◆ 任务要求:
从写清明时节母亲摊饼的这篇散文的最后一句之后接着续写下去。

---------- 文本片段 ----------

微风拂过那树繁花,淡白的樱花毫无修饰地掩饰落下,翩翩似你的言行,卷舒开合任天真。
春分后十五天便为清明,家乡不兴什么“寒食”,但吃火锅杨树摊饼却是一个必不可少的节目,母亲最擅长摊杨柳烧饼,母亲的摊饼面子柔软,春意袅袅,绿意婆娑。
“丫头,去你婶家后院湖边采些柳叶回来。”
“嗯。”放下笔杆,回头瞧见母亲,筛着荞麦面,亲近却不端庄。身袭一身翠绿长袖,一直农村特色的大脚裤,瞧见像极了一副少女春意图,母亲已年过四十,可这景象,依旧让我入了迷。
踏着骀荡的春风,旧野桃红柳绿尽收眼底,阳光席卷世界,一路走着,采着麦叶做麦哨,采了柳叶做杨笛。
“妈,回来了我!”拎着一大袋的柳叶,屁颠屁颠地要蹭到母亲身边。
母亲早已混好了那荞麦糊糊,茶几上的水壶也正汩汩地泛着水泡。定着神,端坐在椅上,绣着十字绣,正瞧见我进来,边坐下了,“水井边有个大盆,柳叶到了进去,洗净了再拿回来。”
初春的井水,凉得透心,一着水,便觉得冷飕飕,可母亲却不偏不倚,那份脱俗的典丽,悠悠地掠过我心。
捋过柳叶,母亲精选了三两只嫩芽,放入玻璃杯,提着水壶,向其中充水。
“茶斟七分满,留下三分作人情。”一字一声,动人心弦,捧茶与我,那杯茶,如雨后纯雅的清风,似薄暮明净的清泉,品一品,虽清浅苦涩,但却也碧绿清澈。
接下来,便是大戏。

---------- 所给数据 ----------

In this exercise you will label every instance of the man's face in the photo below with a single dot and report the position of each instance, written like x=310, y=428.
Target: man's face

----------
---------- 所给数据 ----------

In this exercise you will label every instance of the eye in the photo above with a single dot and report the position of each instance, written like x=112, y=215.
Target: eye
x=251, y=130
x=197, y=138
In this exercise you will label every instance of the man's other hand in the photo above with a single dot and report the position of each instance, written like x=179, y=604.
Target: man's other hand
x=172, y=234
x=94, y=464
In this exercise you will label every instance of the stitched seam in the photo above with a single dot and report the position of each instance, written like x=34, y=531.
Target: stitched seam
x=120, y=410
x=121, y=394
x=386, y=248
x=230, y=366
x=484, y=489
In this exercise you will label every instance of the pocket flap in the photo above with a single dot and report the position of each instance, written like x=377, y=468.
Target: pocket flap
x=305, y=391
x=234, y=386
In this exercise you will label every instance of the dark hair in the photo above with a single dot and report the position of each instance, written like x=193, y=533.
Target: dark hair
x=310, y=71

----------

◆ 练习结果:
又见过母亲先用麦秸杆把锅烧热,将茶面糊糊斜着盆口沿锅边这么一周,然后用铲子迅速向四周摊平,摊匀摊薄,继而放香油呀,撒葱花呀,最后用铲角将饼在锅里转来转去地烤,反过来覆过去地烤,直烤地饼面直流油,饼底金黄,这一“圈”一“摊”一“轻”简直出神入化。
母亲的杨柳摊饼与北方的兼并可是不能同日而语,母亲的风度存在于平日的细节,窜在于平日的每一次言谈。一个简单的农家灶便成就了这等美食。
杨柳摊饼更是蕴含了母亲的风度,品尝母亲的杨柳摊饼便如读一首关于春天的诗,婉转秀丽,神韵天然,那袅袅的清香悄悄地渗入脑际,悠悠地掠过心头,便渐觉如山泉净心,如醍醐灌顶。
好香,好香!香的不浓烈,香的不粗俗,香的不华丽!那摊饼香便似母亲的风度—亲切,淡雅,韵致。
丝丝缕缕,远远近近,飘飘忽忽,悠悠长长!
你的风度萦绕我心,叫我如何忘却?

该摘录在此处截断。